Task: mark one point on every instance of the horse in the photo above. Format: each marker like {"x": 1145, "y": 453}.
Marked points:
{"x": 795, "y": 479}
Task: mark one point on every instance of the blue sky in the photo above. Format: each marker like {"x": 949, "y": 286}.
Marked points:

------------------------------

Rewrite all the rows above, swapping "instance" for "occurrence" and changing nothing else.

WRITTEN SOLUTION
Task: mark one point on every occurrence of the horse in the photo above. Format: each marker like {"x": 1145, "y": 453}.
Marked points:
{"x": 795, "y": 479}
Task: mark one point on every occurrence of the blue sky in the photo above. Format: each marker like {"x": 949, "y": 286}.
Marked points:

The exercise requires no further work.